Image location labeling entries
******
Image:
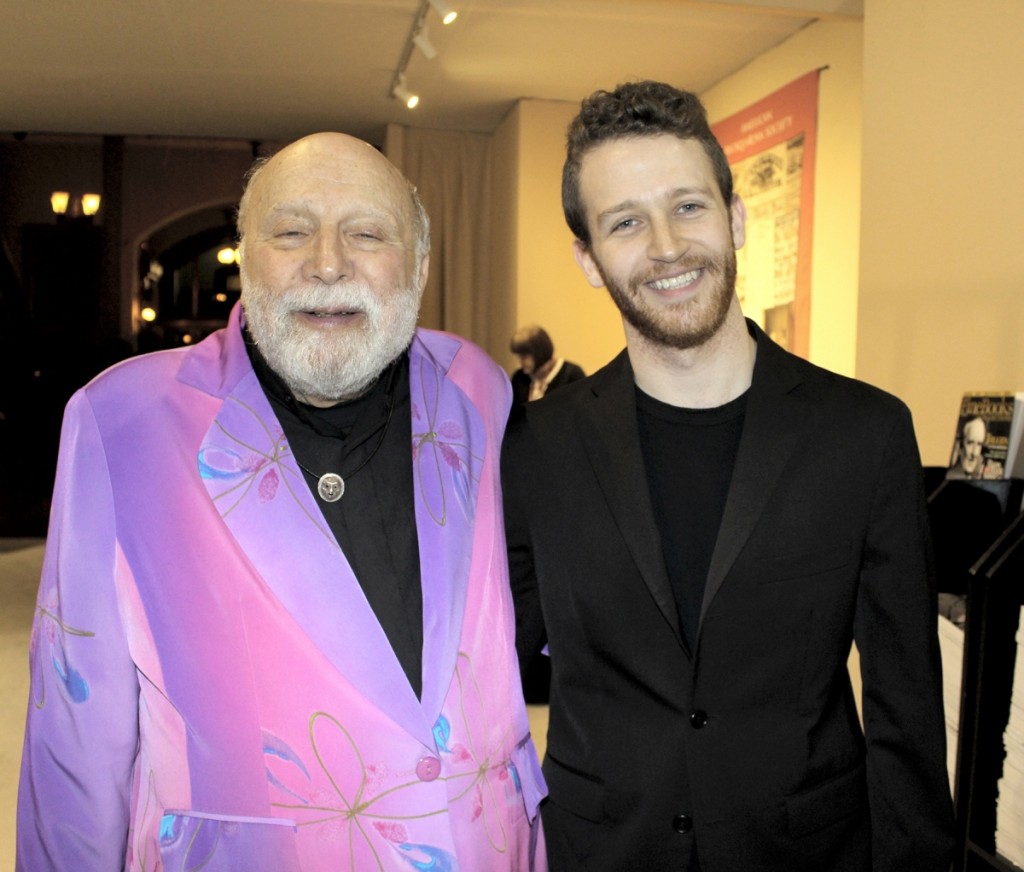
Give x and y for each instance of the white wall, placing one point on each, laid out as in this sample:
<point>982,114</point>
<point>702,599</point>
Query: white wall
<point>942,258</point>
******
▶ [SHORT EXERCISE]: Skipping the pictures, transcribe each line above exactly as it appears.

▶ [OUTPUT FOR THIS TASK]:
Image:
Give x and y for each instance of the white wall, placing one point on each, laid out as in this sample:
<point>982,114</point>
<point>702,599</point>
Query: white wall
<point>942,258</point>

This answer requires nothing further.